[Examples of labeling with points]
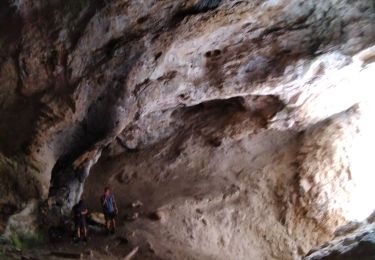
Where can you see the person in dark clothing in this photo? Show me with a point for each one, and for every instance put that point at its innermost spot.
(79, 215)
(110, 210)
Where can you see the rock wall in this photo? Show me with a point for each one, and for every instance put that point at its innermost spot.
(226, 116)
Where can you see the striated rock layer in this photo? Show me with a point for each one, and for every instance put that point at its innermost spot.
(240, 125)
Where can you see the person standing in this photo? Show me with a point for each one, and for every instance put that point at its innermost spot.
(79, 212)
(109, 209)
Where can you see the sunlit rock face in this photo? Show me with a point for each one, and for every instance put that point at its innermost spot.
(247, 125)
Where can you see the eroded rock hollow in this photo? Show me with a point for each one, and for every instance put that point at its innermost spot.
(245, 128)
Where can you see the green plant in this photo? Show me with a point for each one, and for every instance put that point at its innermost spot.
(25, 242)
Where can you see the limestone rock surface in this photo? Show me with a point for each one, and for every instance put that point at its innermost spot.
(241, 123)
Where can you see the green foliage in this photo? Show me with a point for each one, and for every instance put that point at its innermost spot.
(25, 242)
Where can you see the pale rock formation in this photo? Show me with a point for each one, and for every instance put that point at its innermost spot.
(242, 124)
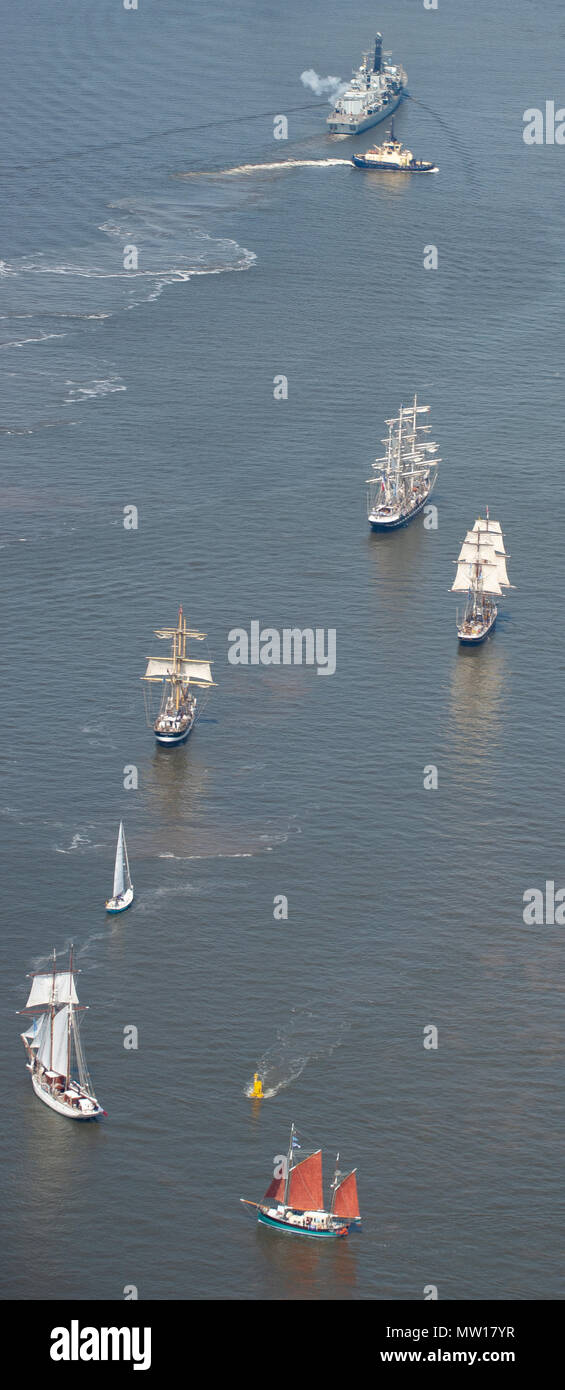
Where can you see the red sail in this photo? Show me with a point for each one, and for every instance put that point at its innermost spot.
(347, 1200)
(305, 1191)
(274, 1190)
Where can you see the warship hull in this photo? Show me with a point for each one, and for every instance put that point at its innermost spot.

◆ What you will do
Format the listing above as a numbered list, dropping any blank lines. Leave the pictures out.

◆ Solution to this task
1. Where can you see the person in dark clothing in this photo? Show me with a point for each one, and for every instance put that point at its innermost spot.
2. (79, 215)
3. (110, 210)
4. Where can you see the rock wall in this photo? Show me with a point for each one, and for every instance put that point at its innermost spot.
5. (226, 116)
6. Where can you see the striated rock layer in this photo? Show me with a point for each one, and for every instance put that point at its innermost spot.
7. (240, 125)
8. Where can you see the person standing in this photo? Show me with a point for each one, and for every instance put that point at its innermost spot.
9. (79, 212)
10. (109, 209)
11. Where can you see the sunlit rock face in this photo? Show me with a point for each one, and for every instance put that point at its innermost spot.
12. (247, 125)
13. Where can you see the eroded rock hollow in this photo? Show me with a point for each one, and for every instance put that point at its innermost spot.
14. (245, 128)
15. Where can you see the green plant in this photo? Show me with a point for each one, and for every instance put that point at its innermost spot.
16. (25, 242)
17. Where can you see the limestone rock surface in this photo? Show me with a point for each one, and for every instance put that point at its innermost spot.
18. (241, 123)
19. Where can you see the green foliage in this photo? Show me with a point for each one, and for every instance put that point at its innermost spot.
20. (25, 242)
21. Where can you see the pale rock formation in this photo? Show me with a point for each one, and for every instance put that point at its innermost spot.
22. (242, 124)
23. Where can you see the red sail in this photo? Show me with a point for each one, and for every instance put that point at its innermost spot.
24. (347, 1200)
25. (305, 1191)
26. (274, 1190)
27. Where can you see the warship hull in this photo? Show me with a point for each one, and for every instance put that point at its innermost spot.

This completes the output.